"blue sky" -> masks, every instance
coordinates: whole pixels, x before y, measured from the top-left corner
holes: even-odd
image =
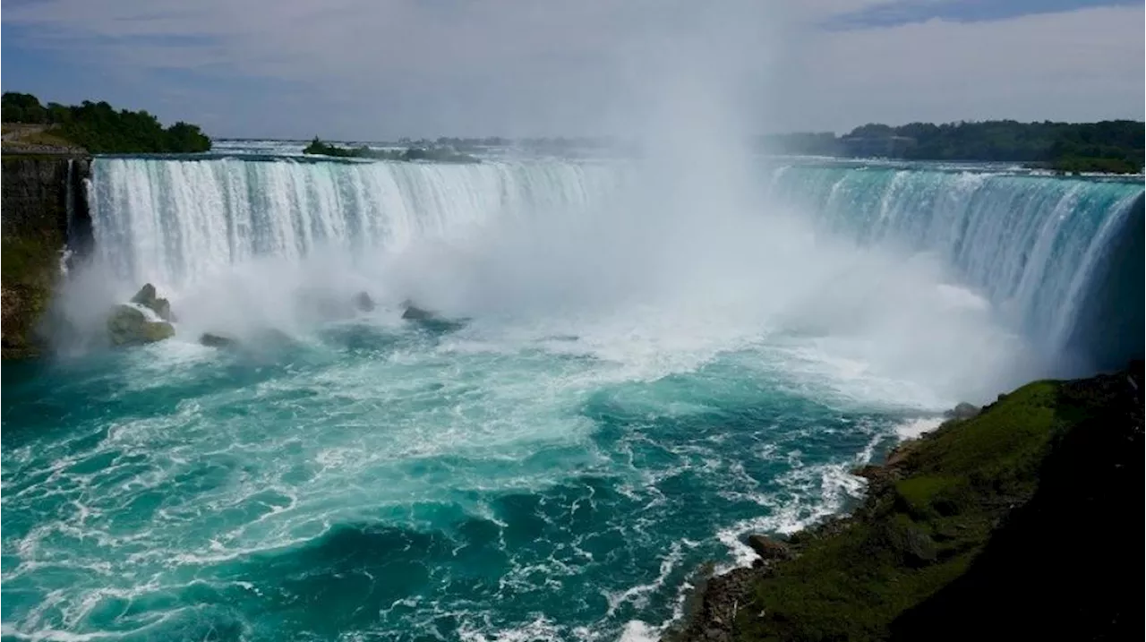
[[[1146,119],[1143,33],[1146,0],[0,0],[0,89],[226,136],[617,133],[697,93],[755,131]]]

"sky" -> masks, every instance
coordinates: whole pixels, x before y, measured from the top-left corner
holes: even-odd
[[[1146,120],[1143,33],[1146,0],[0,0],[0,91],[245,138]]]

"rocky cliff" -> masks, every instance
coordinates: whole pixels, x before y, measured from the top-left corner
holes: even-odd
[[[1037,382],[903,445],[854,515],[756,538],[666,640],[1144,639],[1144,385],[1146,362]]]
[[[71,156],[0,156],[0,359],[38,354],[39,322],[65,246],[91,240],[89,162]]]

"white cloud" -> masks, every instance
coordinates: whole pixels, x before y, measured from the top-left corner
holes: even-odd
[[[824,32],[786,60],[787,126],[1146,119],[1146,7]]]
[[[1146,117],[1143,7],[821,29],[941,1],[31,0],[0,24],[226,134],[615,131],[704,92],[761,130]]]

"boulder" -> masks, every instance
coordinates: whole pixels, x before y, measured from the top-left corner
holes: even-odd
[[[748,546],[761,559],[788,559],[792,557],[792,549],[784,542],[778,542],[766,535],[748,535]]]
[[[377,306],[375,305],[374,299],[370,298],[370,295],[359,292],[354,296],[354,307],[356,307],[359,312],[374,312]]]
[[[175,320],[174,315],[171,313],[171,303],[167,299],[160,299],[158,292],[156,292],[155,285],[150,283],[140,288],[140,291],[132,297],[132,303],[135,305],[142,305],[164,321]]]
[[[148,321],[138,307],[119,305],[108,316],[108,337],[116,346],[144,345],[175,336],[175,328],[166,321]]]
[[[429,310],[414,305],[411,302],[406,302],[402,305],[406,307],[406,312],[402,312],[402,319],[407,321],[430,321],[438,316]]]
[[[970,420],[979,416],[982,408],[978,406],[972,406],[971,404],[959,404],[955,408],[943,413],[943,416],[949,420]]]
[[[235,347],[238,342],[230,337],[206,332],[199,337],[199,343],[207,347]]]

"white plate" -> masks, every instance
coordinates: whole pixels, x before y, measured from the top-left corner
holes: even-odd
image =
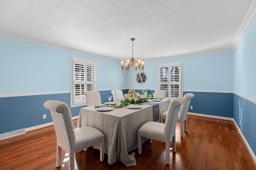
[[[153,102],[161,102],[162,100],[160,99],[152,99],[151,101]]]
[[[113,108],[110,107],[99,107],[96,109],[97,111],[110,111],[113,110]]]
[[[140,109],[141,108],[141,106],[138,106],[138,105],[132,105],[132,106],[127,106],[127,107],[129,108],[129,109]]]
[[[113,104],[115,104],[115,102],[105,102],[104,103],[104,104],[110,104],[110,105],[113,105]]]

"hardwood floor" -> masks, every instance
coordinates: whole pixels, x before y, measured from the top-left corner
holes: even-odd
[[[76,127],[77,119],[74,121]],[[126,167],[117,162],[100,161],[100,152],[89,148],[75,156],[76,170],[255,170],[256,165],[232,121],[192,115],[188,132],[180,135],[176,127],[176,152],[165,163],[164,143],[153,141],[142,145],[142,154],[135,152],[137,165]],[[170,142],[170,146],[172,142]],[[62,151],[62,166],[56,167],[56,137],[53,126],[0,141],[1,170],[67,170],[68,155]]]

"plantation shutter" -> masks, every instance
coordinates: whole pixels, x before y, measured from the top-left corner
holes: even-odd
[[[94,92],[95,91],[95,64],[87,64],[86,65],[86,80],[87,86],[86,91]]]
[[[182,96],[180,87],[180,66],[171,66],[170,70],[170,98],[174,98]]]
[[[72,59],[73,86],[71,105],[85,104],[84,93],[96,90],[96,63],[79,59]]]
[[[168,97],[169,94],[168,70],[169,68],[168,66],[160,67],[159,89],[167,90],[166,97]]]
[[[80,103],[81,101],[85,101],[85,63],[75,62],[74,64],[75,96],[74,103]]]
[[[166,90],[166,97],[182,97],[182,63],[160,65],[158,67],[159,88]]]

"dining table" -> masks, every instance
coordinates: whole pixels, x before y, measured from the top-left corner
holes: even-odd
[[[158,116],[159,118],[162,113],[167,110],[170,102],[168,99],[150,102],[152,104],[154,102],[158,104]],[[80,109],[77,128],[90,126],[102,133],[105,139],[105,153],[108,155],[108,162],[110,164],[118,161],[126,166],[136,165],[135,152],[131,154],[128,152],[138,148],[138,131],[140,127],[146,123],[154,120],[156,113],[154,113],[154,105],[142,103],[141,105],[136,106],[138,109],[128,108],[132,108],[131,106],[133,106],[134,105],[117,109],[113,108],[114,107],[113,106],[113,109],[106,111],[97,110],[94,106]],[[144,139],[143,142],[147,140]],[[99,144],[93,147],[98,149],[100,148]]]

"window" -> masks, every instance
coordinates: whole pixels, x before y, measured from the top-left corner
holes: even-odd
[[[167,90],[167,98],[183,96],[182,82],[182,63],[158,66],[158,88]]]
[[[70,58],[70,107],[86,105],[84,93],[96,91],[96,63]]]

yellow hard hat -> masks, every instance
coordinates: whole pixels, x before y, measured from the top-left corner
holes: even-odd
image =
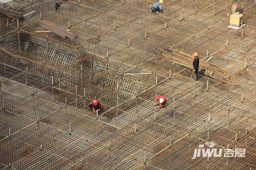
[[[197,53],[195,53],[193,54],[193,56],[194,57],[197,57],[198,56],[198,54]]]

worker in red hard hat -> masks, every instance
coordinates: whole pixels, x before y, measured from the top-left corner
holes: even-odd
[[[163,96],[157,96],[155,99],[155,106],[157,105],[158,102],[161,104],[160,106],[157,106],[157,108],[161,108],[164,106],[165,105],[166,103],[166,98]]]
[[[94,100],[92,103],[90,103],[89,105],[89,106],[91,108],[91,110],[93,111],[93,112],[94,113],[98,113],[101,109],[101,107],[100,106],[100,103],[97,100]]]

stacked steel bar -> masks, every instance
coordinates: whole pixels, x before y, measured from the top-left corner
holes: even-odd
[[[256,26],[254,1],[240,1]],[[19,29],[0,17],[0,44],[29,61],[0,53],[0,168],[256,168],[255,29],[226,27],[227,0],[164,2],[154,14],[148,1],[71,0],[58,12],[52,1],[15,1],[37,12]],[[77,38],[35,32],[40,19]],[[156,57],[170,45],[243,79],[195,82],[190,69]],[[168,104],[155,110],[160,95]],[[88,107],[95,99],[98,115]],[[245,157],[191,159],[212,140]]]
[[[0,7],[0,14],[14,20],[23,19],[24,17],[22,13],[6,10],[1,7]]]
[[[67,37],[73,39],[76,38],[75,36],[73,34],[68,32],[64,29],[62,29],[49,22],[44,20],[40,20],[39,22],[41,26],[63,38]]]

--------------------

*Task brief*: Please find each line of the data above that contains the word "white" and copy those lines out in full.

*Task response*:
"white cloud" -> masks, every instance
"white plate" -> masks, every instance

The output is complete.